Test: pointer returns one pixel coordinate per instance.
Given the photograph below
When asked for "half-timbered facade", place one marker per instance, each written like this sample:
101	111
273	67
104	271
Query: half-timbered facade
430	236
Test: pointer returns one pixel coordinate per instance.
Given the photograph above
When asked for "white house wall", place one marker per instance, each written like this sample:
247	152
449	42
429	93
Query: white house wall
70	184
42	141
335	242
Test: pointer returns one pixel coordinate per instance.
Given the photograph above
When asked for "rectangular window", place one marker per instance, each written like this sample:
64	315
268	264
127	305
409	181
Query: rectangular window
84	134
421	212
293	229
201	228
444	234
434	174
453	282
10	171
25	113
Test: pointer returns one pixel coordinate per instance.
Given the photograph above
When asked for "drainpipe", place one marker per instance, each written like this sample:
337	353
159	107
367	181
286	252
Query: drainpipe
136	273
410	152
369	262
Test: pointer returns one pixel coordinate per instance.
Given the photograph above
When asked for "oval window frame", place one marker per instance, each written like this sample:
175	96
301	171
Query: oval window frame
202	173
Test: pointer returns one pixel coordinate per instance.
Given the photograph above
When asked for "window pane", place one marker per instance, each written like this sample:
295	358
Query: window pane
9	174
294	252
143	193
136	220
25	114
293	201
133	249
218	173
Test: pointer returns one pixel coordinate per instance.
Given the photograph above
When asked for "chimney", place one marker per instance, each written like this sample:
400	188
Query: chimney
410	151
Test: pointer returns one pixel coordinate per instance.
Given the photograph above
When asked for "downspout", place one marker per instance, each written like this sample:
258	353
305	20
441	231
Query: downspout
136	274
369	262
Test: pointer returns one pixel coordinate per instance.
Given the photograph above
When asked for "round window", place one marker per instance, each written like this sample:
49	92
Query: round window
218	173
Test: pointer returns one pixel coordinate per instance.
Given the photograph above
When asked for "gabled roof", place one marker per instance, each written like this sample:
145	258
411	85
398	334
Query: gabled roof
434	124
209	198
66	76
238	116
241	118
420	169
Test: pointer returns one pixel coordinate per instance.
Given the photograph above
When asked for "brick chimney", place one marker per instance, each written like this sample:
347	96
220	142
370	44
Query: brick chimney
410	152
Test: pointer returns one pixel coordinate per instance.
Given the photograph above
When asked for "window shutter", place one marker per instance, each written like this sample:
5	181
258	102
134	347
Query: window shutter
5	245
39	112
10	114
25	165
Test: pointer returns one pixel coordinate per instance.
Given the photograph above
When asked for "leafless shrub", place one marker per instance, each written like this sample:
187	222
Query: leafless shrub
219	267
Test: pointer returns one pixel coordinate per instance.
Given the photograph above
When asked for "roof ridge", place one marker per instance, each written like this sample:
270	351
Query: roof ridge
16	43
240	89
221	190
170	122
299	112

REQUEST — How many lines in the material above contain the string "rectangular"? Reply with the number only.

FINAL RESULT — 2